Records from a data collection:
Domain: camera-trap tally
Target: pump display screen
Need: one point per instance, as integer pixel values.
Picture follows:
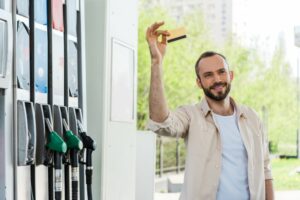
(22, 56)
(57, 15)
(73, 69)
(58, 64)
(72, 17)
(3, 48)
(23, 7)
(40, 9)
(41, 61)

> **DIRECTIONS**
Set down the lines from the one containing "Need: one point" through the last line of the records above, both included, exactly as they appear and with no other text. Pictures should not be set down.

> **OUTPUT FOR THIS TASK**
Need: one point per instance, as integer pixel values.
Picture follows:
(22, 56)
(57, 15)
(73, 69)
(58, 64)
(72, 17)
(3, 48)
(23, 7)
(40, 9)
(41, 61)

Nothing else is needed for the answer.